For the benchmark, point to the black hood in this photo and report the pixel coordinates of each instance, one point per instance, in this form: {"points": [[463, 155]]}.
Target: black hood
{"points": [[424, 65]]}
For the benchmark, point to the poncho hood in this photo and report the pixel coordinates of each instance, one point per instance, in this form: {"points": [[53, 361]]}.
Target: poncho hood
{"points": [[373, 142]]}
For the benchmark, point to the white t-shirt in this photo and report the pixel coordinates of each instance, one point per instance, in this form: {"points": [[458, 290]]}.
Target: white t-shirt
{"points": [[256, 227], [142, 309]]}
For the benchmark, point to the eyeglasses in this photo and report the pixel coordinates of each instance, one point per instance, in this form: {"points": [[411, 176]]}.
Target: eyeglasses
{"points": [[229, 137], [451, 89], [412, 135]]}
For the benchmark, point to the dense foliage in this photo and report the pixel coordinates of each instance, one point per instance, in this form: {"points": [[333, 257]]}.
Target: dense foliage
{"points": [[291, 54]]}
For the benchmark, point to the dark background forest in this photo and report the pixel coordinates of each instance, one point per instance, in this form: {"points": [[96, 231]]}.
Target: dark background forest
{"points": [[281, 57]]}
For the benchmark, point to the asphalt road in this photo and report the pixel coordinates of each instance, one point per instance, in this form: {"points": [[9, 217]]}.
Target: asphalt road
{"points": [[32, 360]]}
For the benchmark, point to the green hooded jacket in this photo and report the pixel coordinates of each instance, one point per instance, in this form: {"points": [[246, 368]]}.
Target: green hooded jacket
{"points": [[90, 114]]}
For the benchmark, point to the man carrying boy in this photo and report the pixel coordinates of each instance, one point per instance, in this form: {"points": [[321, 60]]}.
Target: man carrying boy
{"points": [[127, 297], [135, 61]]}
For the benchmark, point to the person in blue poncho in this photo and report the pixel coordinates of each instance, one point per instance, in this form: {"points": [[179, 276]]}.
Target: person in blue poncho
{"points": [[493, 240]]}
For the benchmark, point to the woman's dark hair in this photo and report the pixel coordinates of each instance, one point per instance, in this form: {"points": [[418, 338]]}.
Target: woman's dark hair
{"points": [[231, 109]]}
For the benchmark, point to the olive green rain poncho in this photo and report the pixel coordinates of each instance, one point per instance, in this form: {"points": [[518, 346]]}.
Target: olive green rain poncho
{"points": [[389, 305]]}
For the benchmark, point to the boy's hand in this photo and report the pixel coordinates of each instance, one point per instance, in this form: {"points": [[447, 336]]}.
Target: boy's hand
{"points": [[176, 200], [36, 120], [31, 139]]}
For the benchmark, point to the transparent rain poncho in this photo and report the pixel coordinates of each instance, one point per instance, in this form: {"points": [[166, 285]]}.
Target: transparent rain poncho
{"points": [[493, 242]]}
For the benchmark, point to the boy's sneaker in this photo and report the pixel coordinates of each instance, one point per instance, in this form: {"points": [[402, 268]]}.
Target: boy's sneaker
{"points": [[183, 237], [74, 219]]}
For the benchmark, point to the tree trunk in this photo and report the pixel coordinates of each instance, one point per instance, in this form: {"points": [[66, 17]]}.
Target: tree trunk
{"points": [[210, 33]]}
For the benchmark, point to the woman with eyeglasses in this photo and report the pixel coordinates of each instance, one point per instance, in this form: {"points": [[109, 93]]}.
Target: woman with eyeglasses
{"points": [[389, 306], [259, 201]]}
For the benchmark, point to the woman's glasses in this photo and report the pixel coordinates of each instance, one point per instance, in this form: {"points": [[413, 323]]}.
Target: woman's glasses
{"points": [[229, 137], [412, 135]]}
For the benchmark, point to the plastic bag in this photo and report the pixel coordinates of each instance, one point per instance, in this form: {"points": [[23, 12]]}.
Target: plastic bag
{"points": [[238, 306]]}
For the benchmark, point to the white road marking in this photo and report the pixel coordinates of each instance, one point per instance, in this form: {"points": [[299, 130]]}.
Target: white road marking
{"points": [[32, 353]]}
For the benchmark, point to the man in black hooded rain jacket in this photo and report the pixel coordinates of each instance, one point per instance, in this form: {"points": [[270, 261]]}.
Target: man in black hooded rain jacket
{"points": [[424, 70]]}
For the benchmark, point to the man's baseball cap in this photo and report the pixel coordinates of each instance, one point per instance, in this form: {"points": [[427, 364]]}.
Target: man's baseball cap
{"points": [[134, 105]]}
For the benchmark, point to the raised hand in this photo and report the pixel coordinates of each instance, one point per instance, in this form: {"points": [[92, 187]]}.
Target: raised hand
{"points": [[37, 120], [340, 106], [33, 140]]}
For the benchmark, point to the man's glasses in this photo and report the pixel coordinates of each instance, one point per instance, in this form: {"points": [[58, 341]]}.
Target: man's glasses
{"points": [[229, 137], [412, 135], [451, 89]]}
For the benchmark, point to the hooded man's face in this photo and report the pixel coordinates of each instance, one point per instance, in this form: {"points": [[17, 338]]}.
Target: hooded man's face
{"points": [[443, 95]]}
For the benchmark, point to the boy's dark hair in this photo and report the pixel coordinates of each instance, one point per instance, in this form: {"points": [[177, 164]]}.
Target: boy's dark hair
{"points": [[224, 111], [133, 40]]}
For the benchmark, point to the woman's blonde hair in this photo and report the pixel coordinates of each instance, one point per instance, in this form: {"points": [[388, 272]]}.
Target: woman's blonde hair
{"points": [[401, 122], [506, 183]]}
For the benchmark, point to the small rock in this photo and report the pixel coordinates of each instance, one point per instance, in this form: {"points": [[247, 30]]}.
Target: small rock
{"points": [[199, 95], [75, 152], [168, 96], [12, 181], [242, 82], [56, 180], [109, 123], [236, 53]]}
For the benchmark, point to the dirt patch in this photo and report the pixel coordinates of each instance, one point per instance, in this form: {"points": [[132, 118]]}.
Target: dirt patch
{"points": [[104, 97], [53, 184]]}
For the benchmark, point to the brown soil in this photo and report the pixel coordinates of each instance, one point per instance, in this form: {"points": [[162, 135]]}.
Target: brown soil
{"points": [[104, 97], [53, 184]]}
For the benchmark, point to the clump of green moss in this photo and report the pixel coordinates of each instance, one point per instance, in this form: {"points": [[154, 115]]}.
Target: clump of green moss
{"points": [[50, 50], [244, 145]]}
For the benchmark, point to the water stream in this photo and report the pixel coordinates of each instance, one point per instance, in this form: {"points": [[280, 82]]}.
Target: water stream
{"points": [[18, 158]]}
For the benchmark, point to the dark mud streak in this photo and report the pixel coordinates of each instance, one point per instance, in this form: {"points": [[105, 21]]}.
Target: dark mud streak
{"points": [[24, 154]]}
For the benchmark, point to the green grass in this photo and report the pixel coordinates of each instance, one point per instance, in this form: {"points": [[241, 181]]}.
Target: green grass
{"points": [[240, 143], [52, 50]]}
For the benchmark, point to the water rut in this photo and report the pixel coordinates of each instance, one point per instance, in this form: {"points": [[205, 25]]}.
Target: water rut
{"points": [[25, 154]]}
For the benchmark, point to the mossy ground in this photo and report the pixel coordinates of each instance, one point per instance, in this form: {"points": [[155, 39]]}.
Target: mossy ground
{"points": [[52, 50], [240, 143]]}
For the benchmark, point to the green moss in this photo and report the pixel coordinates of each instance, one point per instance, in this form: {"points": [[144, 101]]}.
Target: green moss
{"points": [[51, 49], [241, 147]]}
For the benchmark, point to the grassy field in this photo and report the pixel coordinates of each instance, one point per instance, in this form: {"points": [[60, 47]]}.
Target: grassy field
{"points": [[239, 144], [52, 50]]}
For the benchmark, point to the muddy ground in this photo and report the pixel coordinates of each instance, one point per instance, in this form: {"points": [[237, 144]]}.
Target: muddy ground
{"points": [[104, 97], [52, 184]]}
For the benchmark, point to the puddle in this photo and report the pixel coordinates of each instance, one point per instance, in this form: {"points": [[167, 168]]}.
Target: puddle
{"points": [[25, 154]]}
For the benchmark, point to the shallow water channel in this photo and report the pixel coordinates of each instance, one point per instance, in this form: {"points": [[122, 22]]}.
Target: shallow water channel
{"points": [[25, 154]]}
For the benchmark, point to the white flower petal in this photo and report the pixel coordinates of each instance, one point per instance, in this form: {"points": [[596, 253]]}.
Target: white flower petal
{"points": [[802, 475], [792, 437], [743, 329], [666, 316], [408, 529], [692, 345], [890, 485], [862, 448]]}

_____

Stated goal: Repeat the line that contains "For the benchmark, point to the green grass", then every line after it until the records end, with nothing added.

Finished task:
For the benchmark, point to the green grass in this photo and report the pixel coordinates of each instance, one point per instance, in this form: {"points": [[241, 181]]}.
Target: green grass
{"points": [[240, 143], [52, 50]]}
For the benchmark, point to the water rut in this photo and report the pixel coordinates of each instance, one point per instance, in this form: {"points": [[205, 25]]}.
Target: water rut
{"points": [[25, 154]]}
For the benchmark, point to the mossy ground in this photo and report the pixel coordinates of each instance, one point per instance, in this form: {"points": [[155, 39]]}.
Target: mossy ground
{"points": [[52, 50], [240, 143]]}
For the benchmark, point to the green moss in this photo and report the pixel coordinates of each instance, one point per instance, in this form: {"points": [[144, 101]]}.
Target: green moss
{"points": [[51, 49], [241, 147]]}
For the benchmark, point to the grassy field in this photo and report the pixel coordinates of each instance, one point per instance, in this form: {"points": [[60, 47]]}.
Target: grassy field
{"points": [[239, 144], [52, 50]]}
For the benchmark, point to the muddy ground in this photo and report the pixel coordinates of each instance, one point per instance, in this form: {"points": [[237, 144]]}.
Target: muddy ground
{"points": [[104, 97], [52, 184]]}
For the benchmark, point to the puddle in this photo and report the pixel coordinates of each instance, one point per instance, in this form: {"points": [[167, 168]]}.
Target: puddle
{"points": [[25, 154]]}
For the benchmark, point to the shallow water channel in this photo and report the pixel coordinates of each instance, one point per instance, in this form: {"points": [[122, 22]]}.
Target: shallow water channel
{"points": [[25, 154]]}
For the benchmark, point to the white flower petal in this photo and report the pixel coordinates of each instance, one point per instance, in this form: {"points": [[596, 253]]}.
Target: white flower petal
{"points": [[802, 475], [792, 437], [743, 329], [666, 316], [408, 529], [692, 345], [890, 485], [862, 448]]}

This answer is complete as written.